## [Source document]

......

Sunday 21 February 2021

Preying On The Private Renter by Les May

THE Government is rightly proud that almost 17 million people have received the first dose of a vaccine which it is hoped will make them safe from Covid 19. It has nothing to be proud of in the fact that almost half that number of people, 8 million, are living in overcrowded, unaffordable or unsuitable housing, according to a recent report by the National Housing Federation. This figure is revealed in a report published today with the title ‘Coming Home: Tackling the housing crisis together’.
The new report describes as 'a national scandal' the fact that eight million people in England live in overcrowded, unaffordable, or unsuitable homes, and says that this is 'neither accidental nor inevitable… The present situation is unjust, and the burden of bad housing is falling unjustly on the poor'.
Among the list of recommendations:
- a 20-year political programme to improve the quality and affordability of the nation’s housing stock, agreed by all parties and thus immune to changing political fortunes;
- a redefinition of 'affordability' that relates to income rather than property prices;
- a short-term reform of the benefits system to meet the shortfall between housing support and the true cost of housing;
- a review of tenancy agreements, redressing the present imbalance, introducing an explicit duty of care of landlords for their tenants, and removing Section 21 (”no fault”) evictions;
- an improvement in the stock of temporary housing;
- new mechanisms for improving the existing housing stock, 11 per cent of which is defined as sub-standard, and making it more sustainable;
There is also a draft charter for new housing, which suggests it should be:
Sustainable: adapt and reuse existing building stock where possible; water, waste and energy designed to minimise impact on the environment: plant one tree per house.
Safe: landowner to maintain an interest and participate in the project; design criteria to be built into partnership agreements to ensure compliance.

......

## [Data provided]
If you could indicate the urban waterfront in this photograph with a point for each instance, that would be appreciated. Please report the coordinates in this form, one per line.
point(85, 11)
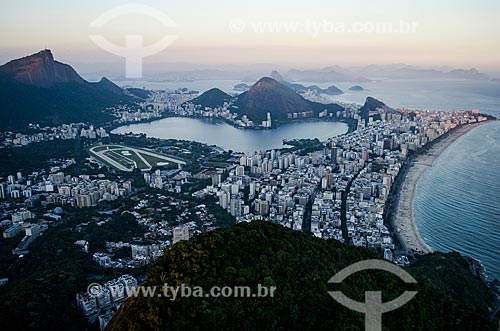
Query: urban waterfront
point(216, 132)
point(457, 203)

......

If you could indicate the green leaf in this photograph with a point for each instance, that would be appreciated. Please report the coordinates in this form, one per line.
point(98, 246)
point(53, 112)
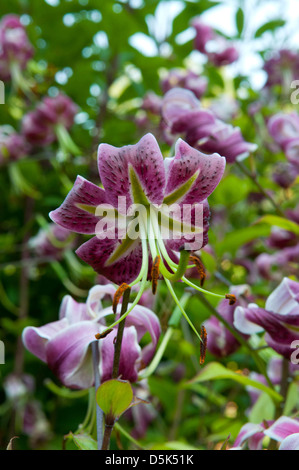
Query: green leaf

......

## [Questions]
[1] Answer these questions from the housing article:
(a) About how many people have received a first dose of a Covid 19 vaccine?
(b) What share of the existing housing stock is defined as sub-standard?
(c) How many trees per house does the draft charter suggest planting?
[2] In the housing article, shorten the paragraph that begins "The new report describes as 'a national scandal'" while keeping its main facts.
[3] Carry on writing the housing article from the point where it ends.
The entries are separate material and have nothing to do with the housing article.

## [Answers in order]
[1]
(a) Almost 17 million.
(b) 11 per cent.
(c) One tree per house.

[2] The report calls it "a national scandal" that eight million people in England live in overcrowded, unaffordable, or unsuitable homes. It says this is neither accidental nor inevitable and is unjust, with the burden falling on the poor.

[3]
Stable: encouragement to people to put down roots through community site-management schemes; reference to the wider community.
Sociable: mixed-use dwellings in walkable neighbourhoods; design to ensure that affordable houses are indistinguishable from private-tenure houses, and 'pepper-potted' throughout the site.
Satisfying: use design to create distinctiveness and encourage a sense of belonging; ensure that the development fits into the natural landscape.
Polly Neate the chief executive of the charity Shelter responded to the report by saying: 'It is brilliant to see the Church of England showing leadership and taking action to tackle our growing housing emergency. Looking at how church land can be best used to fight homelessness is extremely welcome.
'Homelessness isn’t inevitable. It’s the result of decades of political failure to build social homes. This is the reason over a quarter of a million people in England are homeless and trapped in temporary accommodation during the pandemic — half of them children.
'The Church is right that homes have to be affordable to local people and tied to local incomes. This is what social housing does, which is why we want to see the Church, the Government, and other landowners play their part in building a new generation of social homes.'
There may be a shortage of affordable housing but there has never been a shortage of worthy reports about the problem. It will be interesting to see if after all the fanfare it is allowed to fade into the background.
We can pray it does not or we can vote for the politicians who will recognise the fundamental economic forces that work against affordability and do something about it. Sixty per cent of the nation’s wealth is reckoned to be held in property, leading to its being regarded as a financial asset rather than a universal necessity. Are we willing to change that?